[Coordinate annotation entries]
════════════════

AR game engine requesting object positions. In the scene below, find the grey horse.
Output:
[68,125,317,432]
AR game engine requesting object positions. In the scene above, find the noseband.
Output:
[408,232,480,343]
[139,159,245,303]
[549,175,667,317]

════════════════

■ Exercise brief ■
Pull every line of the records above and reproduce each one word for word, with nothing changed or left out.

■ Exercise answer ■
AR game engine requesting object positions. In the scene below, find the grey horse.
Output:
[68,125,317,432]
AR game engine requesting object positions. In the scene above, find the noseband.
Output:
[408,232,480,343]
[139,159,245,303]
[549,175,667,317]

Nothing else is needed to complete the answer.